### Excerpt to read
This paper presents a post-Newtonian ( PN ) template family of gravitational waveforms from inspiralling compact binaries with non-precessing spins , where the spin effects are described by a single “ reduced-spin ” parameter .
This template family , which reparametrizes all the spin-dependent PN terms in terms of the leading-order ( 1.5PN ) spin-orbit coupling term in an approximate way , has very high overlaps ( fitting factor > 0.99 ) with non-precessing binaries with arbitrary mass ratios and spins .
We also show that this template family is “ effectual ” for the detection of a significant fraction of generic spinning binaries in the comparable-mass regime ( m _ { 2 } / m _ { 1 } \lesssim 10 ) , providing an attractive and feasible way of searching for gravitational waves ( GWs ) from spinning low-mass binaries .
We also show that the secular ( non-oscillatory ) spin-dependent effects in the phase evolution ( which are taken into account by the non-precessing templates ) are more important than the oscillatory effects of precession in the comparable-mass ( m _ { 1 } \simeq m _ { 2 } ) regime .
Hence the effectualness of non-spinning templates is particularly poor in this case , as compared to non-precessing-spin templates .
For the case of binary neutron stars observable by Advanced LIGO , even moderate spins ( \hat { \mathbf { L } } _ { N } \cdot \mathbf { S } / m ^ { 2 } \simeq 0.015 - 0.1 ) will cause considerable mismatches ( \sim 3 % – 25 % ) with non-spinning templates .
This is contrary to the expectation that neutron-star spins may not be relevant for GW detection .

### To be done
**a)** According to the abstract on spinning-binary waveform templates, what fitting factor does the template family reach with non-precessing binaries?
**b)** Decide whether each statement agrees with the abstract on spinning-binary waveform templates, and back each verdict with the deciding words of the abstract, quoted. (i) The template family has very high overlaps with non-precessing binaries of arbitrary mass ratios and spins. (ii) In the comparable-mass regime, the oscillatory effects of precession matter more than the secular spin-dependent effects. (iii) Non-spinning templates are particularly effectual in the comparable-mass case.
**c)** Translate this sentence from the abstract on spinning-binary waveform templates into Spanish: "This is contrary to the expectation that neutron-star spins may not be relevant for GW detection."

### Data shown
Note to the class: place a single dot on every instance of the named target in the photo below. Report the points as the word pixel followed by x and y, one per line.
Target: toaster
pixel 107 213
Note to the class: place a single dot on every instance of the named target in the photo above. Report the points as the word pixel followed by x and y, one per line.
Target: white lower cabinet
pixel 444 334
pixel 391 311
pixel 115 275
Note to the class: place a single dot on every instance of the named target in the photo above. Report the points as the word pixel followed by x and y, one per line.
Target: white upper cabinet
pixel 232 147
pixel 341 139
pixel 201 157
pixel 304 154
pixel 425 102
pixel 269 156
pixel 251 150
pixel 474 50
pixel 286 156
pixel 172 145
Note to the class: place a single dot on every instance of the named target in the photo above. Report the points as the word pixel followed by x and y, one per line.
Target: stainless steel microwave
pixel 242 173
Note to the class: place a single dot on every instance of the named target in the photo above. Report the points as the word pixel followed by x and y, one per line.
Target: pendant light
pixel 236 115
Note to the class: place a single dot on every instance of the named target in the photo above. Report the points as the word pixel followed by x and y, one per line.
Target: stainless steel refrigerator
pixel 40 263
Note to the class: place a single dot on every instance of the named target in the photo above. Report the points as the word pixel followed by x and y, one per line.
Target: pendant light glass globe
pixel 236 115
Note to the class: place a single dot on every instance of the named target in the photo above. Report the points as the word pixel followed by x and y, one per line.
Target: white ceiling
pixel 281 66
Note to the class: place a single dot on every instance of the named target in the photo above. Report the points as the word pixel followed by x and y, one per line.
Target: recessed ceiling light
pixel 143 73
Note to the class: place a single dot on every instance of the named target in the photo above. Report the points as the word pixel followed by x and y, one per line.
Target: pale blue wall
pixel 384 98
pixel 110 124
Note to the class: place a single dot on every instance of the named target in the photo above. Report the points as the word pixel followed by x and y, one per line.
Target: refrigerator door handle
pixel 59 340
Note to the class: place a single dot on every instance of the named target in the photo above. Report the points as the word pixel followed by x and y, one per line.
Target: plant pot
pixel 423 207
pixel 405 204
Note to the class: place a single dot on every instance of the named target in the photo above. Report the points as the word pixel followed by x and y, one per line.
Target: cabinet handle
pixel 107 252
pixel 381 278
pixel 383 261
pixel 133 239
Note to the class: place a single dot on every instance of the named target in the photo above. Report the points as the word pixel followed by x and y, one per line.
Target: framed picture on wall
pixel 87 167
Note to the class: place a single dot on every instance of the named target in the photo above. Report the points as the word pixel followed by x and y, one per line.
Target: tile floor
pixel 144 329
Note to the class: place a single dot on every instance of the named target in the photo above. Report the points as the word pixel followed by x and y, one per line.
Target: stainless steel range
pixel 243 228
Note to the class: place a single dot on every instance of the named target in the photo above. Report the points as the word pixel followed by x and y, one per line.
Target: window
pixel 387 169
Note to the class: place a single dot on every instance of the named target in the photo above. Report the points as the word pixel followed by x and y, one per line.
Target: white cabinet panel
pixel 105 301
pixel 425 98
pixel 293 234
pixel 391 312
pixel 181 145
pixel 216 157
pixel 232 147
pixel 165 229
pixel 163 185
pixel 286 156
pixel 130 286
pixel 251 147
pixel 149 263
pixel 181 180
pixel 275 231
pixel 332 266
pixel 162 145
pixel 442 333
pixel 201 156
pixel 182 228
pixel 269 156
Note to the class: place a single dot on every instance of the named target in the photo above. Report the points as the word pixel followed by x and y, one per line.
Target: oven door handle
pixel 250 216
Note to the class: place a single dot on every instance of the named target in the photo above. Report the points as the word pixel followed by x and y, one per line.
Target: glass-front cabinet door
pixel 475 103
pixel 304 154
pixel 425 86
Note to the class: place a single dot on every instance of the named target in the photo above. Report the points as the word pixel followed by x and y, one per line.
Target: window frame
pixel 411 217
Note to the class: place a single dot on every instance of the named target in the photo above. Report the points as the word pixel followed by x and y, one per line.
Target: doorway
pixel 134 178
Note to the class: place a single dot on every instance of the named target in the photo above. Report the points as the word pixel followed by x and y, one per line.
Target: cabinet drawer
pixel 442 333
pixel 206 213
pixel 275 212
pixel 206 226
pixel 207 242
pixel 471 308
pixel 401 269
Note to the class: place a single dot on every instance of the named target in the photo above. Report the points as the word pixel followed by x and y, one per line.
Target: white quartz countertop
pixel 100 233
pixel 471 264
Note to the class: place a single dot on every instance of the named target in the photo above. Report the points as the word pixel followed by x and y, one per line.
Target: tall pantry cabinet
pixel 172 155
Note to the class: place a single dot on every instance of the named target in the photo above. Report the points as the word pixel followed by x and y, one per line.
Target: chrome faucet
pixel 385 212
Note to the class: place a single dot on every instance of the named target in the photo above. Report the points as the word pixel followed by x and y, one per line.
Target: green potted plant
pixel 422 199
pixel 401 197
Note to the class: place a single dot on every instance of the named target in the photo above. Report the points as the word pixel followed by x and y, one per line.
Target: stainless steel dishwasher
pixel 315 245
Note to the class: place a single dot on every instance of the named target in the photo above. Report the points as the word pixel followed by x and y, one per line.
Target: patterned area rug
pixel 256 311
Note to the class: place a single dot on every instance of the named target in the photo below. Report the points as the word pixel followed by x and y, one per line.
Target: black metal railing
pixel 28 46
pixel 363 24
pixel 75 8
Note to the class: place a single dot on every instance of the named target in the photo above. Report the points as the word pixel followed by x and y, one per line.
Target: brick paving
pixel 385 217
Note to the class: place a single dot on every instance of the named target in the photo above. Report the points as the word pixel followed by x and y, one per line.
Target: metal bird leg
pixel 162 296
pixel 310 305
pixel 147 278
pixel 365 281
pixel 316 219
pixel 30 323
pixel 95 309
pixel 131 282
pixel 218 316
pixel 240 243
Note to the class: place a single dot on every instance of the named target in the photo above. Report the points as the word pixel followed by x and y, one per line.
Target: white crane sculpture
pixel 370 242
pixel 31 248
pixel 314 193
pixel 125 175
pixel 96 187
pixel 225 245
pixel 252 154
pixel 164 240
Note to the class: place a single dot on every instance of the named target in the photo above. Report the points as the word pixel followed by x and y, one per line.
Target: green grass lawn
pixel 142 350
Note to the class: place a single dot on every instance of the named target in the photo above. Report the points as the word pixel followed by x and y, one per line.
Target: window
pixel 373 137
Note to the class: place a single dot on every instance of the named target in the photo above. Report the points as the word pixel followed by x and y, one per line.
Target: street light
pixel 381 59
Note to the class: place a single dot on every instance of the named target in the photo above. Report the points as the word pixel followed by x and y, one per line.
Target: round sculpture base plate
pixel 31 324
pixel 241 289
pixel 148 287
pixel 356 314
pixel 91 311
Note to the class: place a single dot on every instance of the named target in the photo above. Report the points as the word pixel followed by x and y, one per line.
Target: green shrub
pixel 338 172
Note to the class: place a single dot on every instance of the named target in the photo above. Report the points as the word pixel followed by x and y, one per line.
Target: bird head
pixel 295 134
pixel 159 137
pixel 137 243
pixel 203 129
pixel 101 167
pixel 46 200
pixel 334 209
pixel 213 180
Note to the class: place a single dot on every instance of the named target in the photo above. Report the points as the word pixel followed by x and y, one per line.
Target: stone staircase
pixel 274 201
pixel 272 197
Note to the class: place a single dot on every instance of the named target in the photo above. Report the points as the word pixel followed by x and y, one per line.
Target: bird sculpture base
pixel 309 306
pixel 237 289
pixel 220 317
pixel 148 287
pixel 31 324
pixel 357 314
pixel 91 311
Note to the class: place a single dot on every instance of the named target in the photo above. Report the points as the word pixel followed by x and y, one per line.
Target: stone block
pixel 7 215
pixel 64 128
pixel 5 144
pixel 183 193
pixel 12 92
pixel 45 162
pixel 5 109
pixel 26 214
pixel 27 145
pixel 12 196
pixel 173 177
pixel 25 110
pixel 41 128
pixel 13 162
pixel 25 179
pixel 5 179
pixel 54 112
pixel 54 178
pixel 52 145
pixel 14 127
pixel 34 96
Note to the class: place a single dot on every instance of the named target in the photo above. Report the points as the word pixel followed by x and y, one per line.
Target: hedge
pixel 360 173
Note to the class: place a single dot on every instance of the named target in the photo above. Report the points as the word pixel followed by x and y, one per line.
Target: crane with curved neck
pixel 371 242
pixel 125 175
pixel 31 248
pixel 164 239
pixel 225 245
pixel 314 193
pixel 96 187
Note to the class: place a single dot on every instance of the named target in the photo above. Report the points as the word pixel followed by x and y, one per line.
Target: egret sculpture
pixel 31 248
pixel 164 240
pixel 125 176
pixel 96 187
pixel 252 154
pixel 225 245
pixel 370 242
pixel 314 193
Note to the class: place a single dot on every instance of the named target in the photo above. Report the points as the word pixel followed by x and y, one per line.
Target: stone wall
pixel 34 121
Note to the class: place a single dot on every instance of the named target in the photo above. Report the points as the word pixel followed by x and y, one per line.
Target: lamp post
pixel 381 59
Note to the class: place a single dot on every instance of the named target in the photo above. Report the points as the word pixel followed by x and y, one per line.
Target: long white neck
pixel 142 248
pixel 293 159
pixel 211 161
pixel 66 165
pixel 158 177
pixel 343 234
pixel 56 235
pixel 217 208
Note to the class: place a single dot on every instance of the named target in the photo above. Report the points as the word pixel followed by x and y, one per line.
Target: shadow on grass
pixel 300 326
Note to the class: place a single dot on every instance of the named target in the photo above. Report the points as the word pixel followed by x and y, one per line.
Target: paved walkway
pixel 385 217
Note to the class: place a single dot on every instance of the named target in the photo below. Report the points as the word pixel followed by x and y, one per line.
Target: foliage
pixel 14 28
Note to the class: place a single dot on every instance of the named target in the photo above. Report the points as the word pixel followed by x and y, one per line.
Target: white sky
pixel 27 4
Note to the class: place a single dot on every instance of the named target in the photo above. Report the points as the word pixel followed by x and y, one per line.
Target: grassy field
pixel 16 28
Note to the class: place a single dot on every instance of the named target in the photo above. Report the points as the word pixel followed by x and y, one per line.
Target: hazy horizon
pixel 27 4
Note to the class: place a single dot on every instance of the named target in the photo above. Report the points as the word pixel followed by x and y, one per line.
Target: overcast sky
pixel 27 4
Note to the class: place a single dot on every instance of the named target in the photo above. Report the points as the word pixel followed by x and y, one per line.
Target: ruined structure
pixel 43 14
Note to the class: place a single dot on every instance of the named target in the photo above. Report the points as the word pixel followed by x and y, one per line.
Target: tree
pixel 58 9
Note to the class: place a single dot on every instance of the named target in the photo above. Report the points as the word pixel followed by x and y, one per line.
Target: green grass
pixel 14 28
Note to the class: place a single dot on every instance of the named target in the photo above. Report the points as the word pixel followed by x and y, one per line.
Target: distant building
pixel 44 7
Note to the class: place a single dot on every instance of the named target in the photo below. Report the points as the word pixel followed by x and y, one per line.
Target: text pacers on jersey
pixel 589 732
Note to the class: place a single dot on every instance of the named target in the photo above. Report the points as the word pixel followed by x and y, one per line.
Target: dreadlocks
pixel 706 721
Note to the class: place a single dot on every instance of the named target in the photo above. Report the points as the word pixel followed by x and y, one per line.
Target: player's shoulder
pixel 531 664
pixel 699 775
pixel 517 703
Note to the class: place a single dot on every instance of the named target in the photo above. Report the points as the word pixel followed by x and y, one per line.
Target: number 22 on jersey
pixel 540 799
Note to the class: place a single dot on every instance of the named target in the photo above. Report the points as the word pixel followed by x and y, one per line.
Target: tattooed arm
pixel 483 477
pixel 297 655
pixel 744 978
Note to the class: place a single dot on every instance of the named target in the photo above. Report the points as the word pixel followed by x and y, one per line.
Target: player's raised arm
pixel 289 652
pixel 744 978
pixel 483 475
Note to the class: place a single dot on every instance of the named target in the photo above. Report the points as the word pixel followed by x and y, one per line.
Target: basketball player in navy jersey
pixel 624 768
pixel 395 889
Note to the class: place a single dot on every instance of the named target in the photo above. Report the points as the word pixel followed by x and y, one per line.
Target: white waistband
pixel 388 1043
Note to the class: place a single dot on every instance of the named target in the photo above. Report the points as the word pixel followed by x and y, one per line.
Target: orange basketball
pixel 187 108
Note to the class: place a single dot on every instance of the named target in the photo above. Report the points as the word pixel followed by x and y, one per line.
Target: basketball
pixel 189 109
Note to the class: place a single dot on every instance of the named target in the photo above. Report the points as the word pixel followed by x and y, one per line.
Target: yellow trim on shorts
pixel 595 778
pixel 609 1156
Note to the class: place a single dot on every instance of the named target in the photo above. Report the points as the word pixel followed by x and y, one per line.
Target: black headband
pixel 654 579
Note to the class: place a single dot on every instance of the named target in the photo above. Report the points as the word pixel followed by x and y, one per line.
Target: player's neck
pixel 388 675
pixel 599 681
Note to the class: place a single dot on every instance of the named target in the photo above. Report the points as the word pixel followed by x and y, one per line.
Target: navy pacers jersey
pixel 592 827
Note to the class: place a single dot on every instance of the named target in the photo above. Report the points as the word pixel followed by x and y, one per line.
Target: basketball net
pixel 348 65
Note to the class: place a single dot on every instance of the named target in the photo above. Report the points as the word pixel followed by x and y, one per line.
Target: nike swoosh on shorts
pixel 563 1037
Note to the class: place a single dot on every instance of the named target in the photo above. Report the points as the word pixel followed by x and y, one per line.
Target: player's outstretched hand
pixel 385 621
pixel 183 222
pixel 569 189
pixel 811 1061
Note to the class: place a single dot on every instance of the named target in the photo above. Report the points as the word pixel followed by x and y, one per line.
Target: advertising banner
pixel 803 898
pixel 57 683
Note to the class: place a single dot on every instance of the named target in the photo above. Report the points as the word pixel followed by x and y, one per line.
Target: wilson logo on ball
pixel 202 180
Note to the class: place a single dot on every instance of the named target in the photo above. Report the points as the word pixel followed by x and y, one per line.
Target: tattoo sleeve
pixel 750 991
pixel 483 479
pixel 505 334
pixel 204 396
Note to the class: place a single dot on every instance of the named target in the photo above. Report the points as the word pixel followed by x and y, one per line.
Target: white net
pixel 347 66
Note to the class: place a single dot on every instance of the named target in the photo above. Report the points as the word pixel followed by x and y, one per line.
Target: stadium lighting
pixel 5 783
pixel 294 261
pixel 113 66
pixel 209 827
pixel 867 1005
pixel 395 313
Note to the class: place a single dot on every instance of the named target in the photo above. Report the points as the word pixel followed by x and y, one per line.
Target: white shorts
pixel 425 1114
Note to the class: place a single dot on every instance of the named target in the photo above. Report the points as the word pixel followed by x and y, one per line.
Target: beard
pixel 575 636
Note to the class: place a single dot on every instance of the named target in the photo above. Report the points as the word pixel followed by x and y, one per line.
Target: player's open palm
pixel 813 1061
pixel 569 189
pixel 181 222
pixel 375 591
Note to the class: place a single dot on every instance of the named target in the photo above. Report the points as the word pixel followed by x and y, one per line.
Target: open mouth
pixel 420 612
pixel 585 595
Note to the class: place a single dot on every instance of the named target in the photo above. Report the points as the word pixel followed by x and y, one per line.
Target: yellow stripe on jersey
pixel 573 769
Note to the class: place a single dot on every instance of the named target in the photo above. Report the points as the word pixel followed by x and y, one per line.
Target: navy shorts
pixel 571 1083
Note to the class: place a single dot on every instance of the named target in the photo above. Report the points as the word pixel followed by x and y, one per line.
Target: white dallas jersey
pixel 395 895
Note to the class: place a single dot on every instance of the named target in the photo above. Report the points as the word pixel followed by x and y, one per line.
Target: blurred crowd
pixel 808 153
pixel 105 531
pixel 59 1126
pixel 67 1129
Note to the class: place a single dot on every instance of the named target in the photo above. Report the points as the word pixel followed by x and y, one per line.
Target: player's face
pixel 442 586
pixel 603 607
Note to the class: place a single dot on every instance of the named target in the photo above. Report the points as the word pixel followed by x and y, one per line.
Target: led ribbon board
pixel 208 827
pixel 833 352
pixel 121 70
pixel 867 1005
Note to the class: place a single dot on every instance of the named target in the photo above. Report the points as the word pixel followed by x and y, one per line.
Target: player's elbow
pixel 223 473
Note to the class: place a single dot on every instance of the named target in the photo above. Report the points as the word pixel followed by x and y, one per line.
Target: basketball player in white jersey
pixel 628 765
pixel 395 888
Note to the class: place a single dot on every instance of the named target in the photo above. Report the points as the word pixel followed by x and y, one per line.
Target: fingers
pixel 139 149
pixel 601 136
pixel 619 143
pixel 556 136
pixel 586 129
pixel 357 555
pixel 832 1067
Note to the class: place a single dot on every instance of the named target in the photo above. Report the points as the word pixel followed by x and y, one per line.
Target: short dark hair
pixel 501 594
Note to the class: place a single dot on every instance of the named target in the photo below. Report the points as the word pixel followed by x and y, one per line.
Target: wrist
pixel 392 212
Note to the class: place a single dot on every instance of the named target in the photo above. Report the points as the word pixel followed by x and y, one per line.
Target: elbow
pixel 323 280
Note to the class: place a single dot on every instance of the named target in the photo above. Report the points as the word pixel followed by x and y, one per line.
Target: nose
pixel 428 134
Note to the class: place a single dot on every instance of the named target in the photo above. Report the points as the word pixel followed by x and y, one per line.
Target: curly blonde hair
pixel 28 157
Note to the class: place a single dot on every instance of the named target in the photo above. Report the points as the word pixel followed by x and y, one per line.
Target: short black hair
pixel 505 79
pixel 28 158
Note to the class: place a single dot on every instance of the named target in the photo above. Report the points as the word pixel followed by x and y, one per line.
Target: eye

### List of solutions
**a)** A fitting factor greater than 0.99.

**b)**
(i) Yes: "has very high overlaps"
(ii) No: "are more important than the oscillatory effects of precession in the comparable-mass"
(iii) No: "the effectualness of non-spinning templates is particularly poor in this case"

**c)** Esto es contrario a la expectativa de que los espines de las estrellas de neutrones podrían no ser relevantes para la detección de ondas gravitacionales.